● **Instructions to follow**:
Could the data underneath be repeated exactly, in full?

──────── Input records

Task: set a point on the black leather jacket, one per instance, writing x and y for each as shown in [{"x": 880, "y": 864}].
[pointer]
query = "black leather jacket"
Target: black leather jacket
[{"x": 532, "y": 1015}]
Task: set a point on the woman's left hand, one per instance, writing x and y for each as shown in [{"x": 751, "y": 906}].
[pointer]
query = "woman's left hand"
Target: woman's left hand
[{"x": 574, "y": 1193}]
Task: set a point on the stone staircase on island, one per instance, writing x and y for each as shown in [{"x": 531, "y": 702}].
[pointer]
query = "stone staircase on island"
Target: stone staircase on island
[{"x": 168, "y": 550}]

────────────────

● **Task output**:
Task: set a point on the black leather jacket, one per instance, writing x and y for each as shown in [{"x": 880, "y": 864}].
[pointer]
query = "black leather jacket"
Target: black leather jacket
[{"x": 532, "y": 1015}]
Task: set a point on the woman's left hand, one per instance, writing x and y for each as shown in [{"x": 751, "y": 906}].
[pointer]
query = "woman's left hand"
Target: woman's left hand
[{"x": 574, "y": 1193}]
Task: set a point on the stone staircase on island, one per instance, writing x and y for each as shown in [{"x": 531, "y": 702}].
[pointer]
query = "stone staircase on island"
Target: stone staircase on island
[{"x": 168, "y": 550}]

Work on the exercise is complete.